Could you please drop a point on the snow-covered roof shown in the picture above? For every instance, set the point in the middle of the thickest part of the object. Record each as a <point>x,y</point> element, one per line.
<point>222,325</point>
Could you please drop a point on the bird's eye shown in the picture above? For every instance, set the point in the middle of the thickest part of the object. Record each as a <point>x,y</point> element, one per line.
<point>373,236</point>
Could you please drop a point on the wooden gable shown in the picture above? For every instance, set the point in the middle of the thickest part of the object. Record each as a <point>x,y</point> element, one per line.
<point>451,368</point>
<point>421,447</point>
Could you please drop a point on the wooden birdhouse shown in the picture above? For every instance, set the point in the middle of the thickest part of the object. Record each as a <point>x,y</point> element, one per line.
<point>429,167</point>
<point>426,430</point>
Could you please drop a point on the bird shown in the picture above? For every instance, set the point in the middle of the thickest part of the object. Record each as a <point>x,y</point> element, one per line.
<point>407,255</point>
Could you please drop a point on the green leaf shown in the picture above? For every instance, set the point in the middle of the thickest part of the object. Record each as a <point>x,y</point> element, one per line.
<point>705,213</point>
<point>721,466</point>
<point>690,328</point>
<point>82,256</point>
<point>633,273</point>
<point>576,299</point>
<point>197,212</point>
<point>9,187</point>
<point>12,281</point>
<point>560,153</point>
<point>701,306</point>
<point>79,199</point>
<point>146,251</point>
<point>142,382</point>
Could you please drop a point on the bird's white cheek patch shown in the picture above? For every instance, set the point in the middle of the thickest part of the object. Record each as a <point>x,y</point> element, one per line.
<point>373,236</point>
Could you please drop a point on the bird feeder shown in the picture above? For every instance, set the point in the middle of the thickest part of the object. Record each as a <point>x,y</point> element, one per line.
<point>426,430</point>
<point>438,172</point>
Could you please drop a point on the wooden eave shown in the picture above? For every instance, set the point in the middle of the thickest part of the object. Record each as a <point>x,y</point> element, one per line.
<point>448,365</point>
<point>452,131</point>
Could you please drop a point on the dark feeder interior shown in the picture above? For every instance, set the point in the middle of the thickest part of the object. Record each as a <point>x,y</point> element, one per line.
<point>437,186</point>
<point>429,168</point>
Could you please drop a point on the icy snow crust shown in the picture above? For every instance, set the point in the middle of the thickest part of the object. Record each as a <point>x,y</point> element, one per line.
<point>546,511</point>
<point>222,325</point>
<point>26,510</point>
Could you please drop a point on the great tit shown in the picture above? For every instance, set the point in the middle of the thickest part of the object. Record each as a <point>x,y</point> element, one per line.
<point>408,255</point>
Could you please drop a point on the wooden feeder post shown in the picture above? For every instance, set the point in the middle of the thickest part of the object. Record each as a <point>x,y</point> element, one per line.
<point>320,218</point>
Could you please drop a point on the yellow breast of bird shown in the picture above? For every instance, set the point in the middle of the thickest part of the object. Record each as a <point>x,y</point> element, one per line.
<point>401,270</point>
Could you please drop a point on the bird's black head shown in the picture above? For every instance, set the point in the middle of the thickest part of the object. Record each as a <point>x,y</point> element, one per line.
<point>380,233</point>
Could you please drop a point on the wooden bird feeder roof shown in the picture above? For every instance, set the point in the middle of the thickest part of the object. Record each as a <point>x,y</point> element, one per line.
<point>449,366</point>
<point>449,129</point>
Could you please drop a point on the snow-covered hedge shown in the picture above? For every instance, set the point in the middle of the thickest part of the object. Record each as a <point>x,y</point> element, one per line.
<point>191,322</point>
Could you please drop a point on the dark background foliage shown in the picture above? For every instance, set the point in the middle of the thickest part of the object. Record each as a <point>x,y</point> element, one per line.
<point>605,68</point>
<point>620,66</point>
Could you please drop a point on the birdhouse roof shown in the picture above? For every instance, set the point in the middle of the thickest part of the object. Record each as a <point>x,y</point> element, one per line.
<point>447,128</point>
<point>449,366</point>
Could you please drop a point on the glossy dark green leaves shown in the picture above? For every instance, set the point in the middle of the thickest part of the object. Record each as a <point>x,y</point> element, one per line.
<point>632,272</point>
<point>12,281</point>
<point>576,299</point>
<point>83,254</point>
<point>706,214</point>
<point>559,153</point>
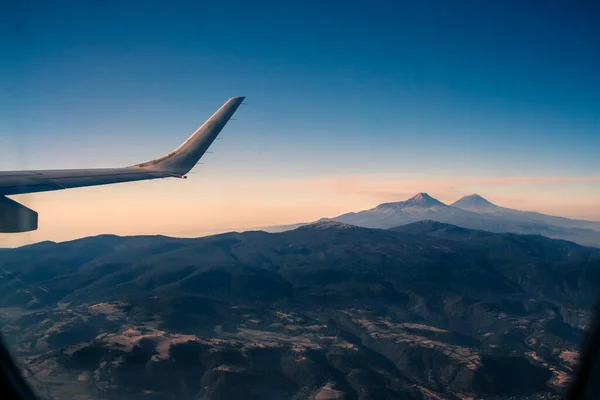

◇ ◇ ◇ ◇ ◇ ◇ ◇

• _Goal_:
Render every line of the rows above as a Markdown table with the columns Line and Text, numbering each line and skipping blank ones. Omit the pictures.

• _Solution to this task_:
| Line | Text |
|---|---|
| 1 | Could you please drop a point on the snow-covered roof shown in the picture above? For every instance, set the point in the middle of the thickest part of the object. Record each as a <point>x,y</point> element, one per line. |
| 2 | <point>222,325</point> |
| 3 | Could you please drop a point on the bird's eye shown in the picture above? For every instance, set the point in the middle of the thickest part of the object. Record each as a <point>x,y</point> element, one per line. |
| 4 | <point>373,236</point> |
| 5 | Could you please drop a point on the wooden gable shown in the picture above? For every instance, set the point in the middle of the thickest part of the object. Record each as a <point>x,y</point> element, one per line. |
| 6 | <point>451,368</point> |
| 7 | <point>421,447</point> |
| 8 | Could you please drop a point on the wooden birdhouse shown in the picture above? For every instance, set the point in the middle of the thickest part of the object. Record each as a <point>x,y</point> element, one per line. |
| 9 | <point>429,167</point> |
| 10 | <point>426,430</point> |
| 11 | Could you please drop a point on the bird shown in the picture above? For every instance, set the point in the middle of the thickest part of the object. Record each as a <point>x,y</point> element, one per line. |
| 12 | <point>407,255</point> |
| 13 | Could you please drop a point on the green leaf shown in the picture above? For every instance, set the point in the middle of the thickest part of the object. Record each as a <point>x,y</point> element, one per line. |
| 14 | <point>705,213</point> |
| 15 | <point>721,466</point> |
| 16 | <point>690,328</point> |
| 17 | <point>82,256</point> |
| 18 | <point>633,273</point> |
| 19 | <point>576,299</point> |
| 20 | <point>197,212</point> |
| 21 | <point>9,187</point> |
| 22 | <point>12,281</point> |
| 23 | <point>560,153</point> |
| 24 | <point>701,306</point> |
| 25 | <point>79,199</point> |
| 26 | <point>146,251</point> |
| 27 | <point>142,382</point> |
| 28 | Could you please drop a point on the bird's white cheek patch shown in the picture above? For every instance, set the point in the middle of the thickest part of the object. Record each as a <point>x,y</point> element, one per line. |
| 29 | <point>373,236</point> |
| 30 | Could you please drop a point on the bird feeder shown in the picture above? For every instance, set the point in the middle of the thickest part of the object. Record each as a <point>x,y</point> element, one per line. |
| 31 | <point>426,430</point> |
| 32 | <point>438,172</point> |
| 33 | Could you please drop a point on the wooden eave shown in the picture above? For every instance, set the point in the middle of the thickest part of the object. Record each as a <point>x,y</point> element, one per line. |
| 34 | <point>448,365</point> |
| 35 | <point>452,131</point> |
| 36 | Could you please drop a point on the dark feeder interior shown in the picture above? For every instance, set the point in the middle of the thickest part of the object. Record each as a <point>x,y</point> element, one per line. |
| 37 | <point>437,186</point> |
| 38 | <point>429,168</point> |
| 39 | Could you please drop a point on the icy snow crust shown in the picture above? For every instance, set the point in the middle of the thickest part of the object. Record each as a <point>x,y</point> element, one per line. |
| 40 | <point>546,511</point> |
| 41 | <point>222,325</point> |
| 42 | <point>26,510</point> |
| 43 | Could you please drop a point on the great tit shown in the picture above? For every instance, set the point in the middle of the thickest part of the object. Record each as a <point>x,y</point> element, one per line. |
| 44 | <point>408,255</point> |
| 45 | Could you please drop a point on the wooden feeder post shown in the picture above? For every instance, set the point in the middle of the thickest part of the object. Record each as a <point>x,y</point> element, one per line. |
| 46 | <point>320,218</point> |
| 47 | Could you please drop a point on the yellow breast of bird shown in the picture above? For every instance, set the point in the middle of the thickest part of the object. Record each as a <point>x,y</point> element, one per line. |
| 48 | <point>401,270</point> |
| 49 | Could you please drop a point on the bird's black head shown in the picture above? For every instance, set the point in the middle of the thickest part of the object. Record each as a <point>x,y</point> element, one per line. |
| 50 | <point>380,233</point> |
| 51 | Could you please drop a point on the wooden bird feeder roof shown in the picture above? For every instance, set the point in the middle of the thickest part of the object. Record each as a <point>x,y</point> element, one per line. |
| 52 | <point>449,366</point> |
| 53 | <point>449,129</point> |
| 54 | Could you please drop a point on the snow-covered hedge shown in the picture above? For every instance, set the point in the middle of the thickest part of the object. Record each as a <point>x,y</point> element, one per line. |
| 55 | <point>191,322</point> |
| 56 | Could you please drop a point on the dark background foliage shown in the picture above? For every instance, set the point in the middle of the thickest part of the object. Record each as a <point>x,y</point> element, one per line. |
| 57 | <point>605,68</point> |
| 58 | <point>620,66</point> |
| 59 | Could you please drop a point on the birdhouse roof shown in the picture above? For every instance, set the point in the middle of the thickest part of the object. Record each as a <point>x,y</point> element, one per line. |
| 60 | <point>447,128</point> |
| 61 | <point>449,366</point> |
| 62 | Could you please drop a point on the glossy dark green leaves shown in the picture above? For every instance, set the point in the middle of the thickest part of the object. Record each as a <point>x,y</point> element, one per line. |
| 63 | <point>632,272</point> |
| 64 | <point>12,281</point> |
| 65 | <point>576,299</point> |
| 66 | <point>83,254</point> |
| 67 | <point>706,214</point> |
| 68 | <point>559,153</point> |